▸ SHORT EXERCISE
Reproduce each of the rows below word for word, keeping their order.

▸ DATA ENTRIES

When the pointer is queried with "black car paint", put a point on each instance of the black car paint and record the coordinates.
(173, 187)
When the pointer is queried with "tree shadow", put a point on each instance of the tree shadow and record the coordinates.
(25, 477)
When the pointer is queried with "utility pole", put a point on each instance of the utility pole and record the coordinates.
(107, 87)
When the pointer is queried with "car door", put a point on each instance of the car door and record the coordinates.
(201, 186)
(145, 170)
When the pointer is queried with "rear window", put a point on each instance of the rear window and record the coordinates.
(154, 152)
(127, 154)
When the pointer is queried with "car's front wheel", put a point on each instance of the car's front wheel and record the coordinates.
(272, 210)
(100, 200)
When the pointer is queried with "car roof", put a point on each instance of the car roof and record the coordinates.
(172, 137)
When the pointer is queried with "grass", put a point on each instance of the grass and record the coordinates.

▸ SOLVED PROBLEM
When the pointer is queried with "black car paint", put a point on each instance of the black car paint and record the coordinates.
(173, 187)
When the pointer is queried with "tree shadow", put a point on each instance of the tree shadow and record the coordinates.
(25, 477)
When the pointer is queried with "utility pole", put a point on each instance of the utility pole and record the coordinates.
(107, 87)
When the pointer is queried with "car door", put a point on each instance of the car door and record the coordinates.
(201, 186)
(145, 170)
When the pointer is queried with "rear window", put a point on each instance of the rear window and record the coordinates.
(154, 152)
(127, 154)
When the pointer is queried with "car's front wheel", put a point on each instance of the car's front wheel and record the coordinates.
(272, 210)
(100, 200)
When the pointer is queried with "car roof", put a point on each instance of the car roof and record the coordinates.
(172, 137)
When the pointer is queried with "grass", put a point on each instance of the grass and record the coordinates.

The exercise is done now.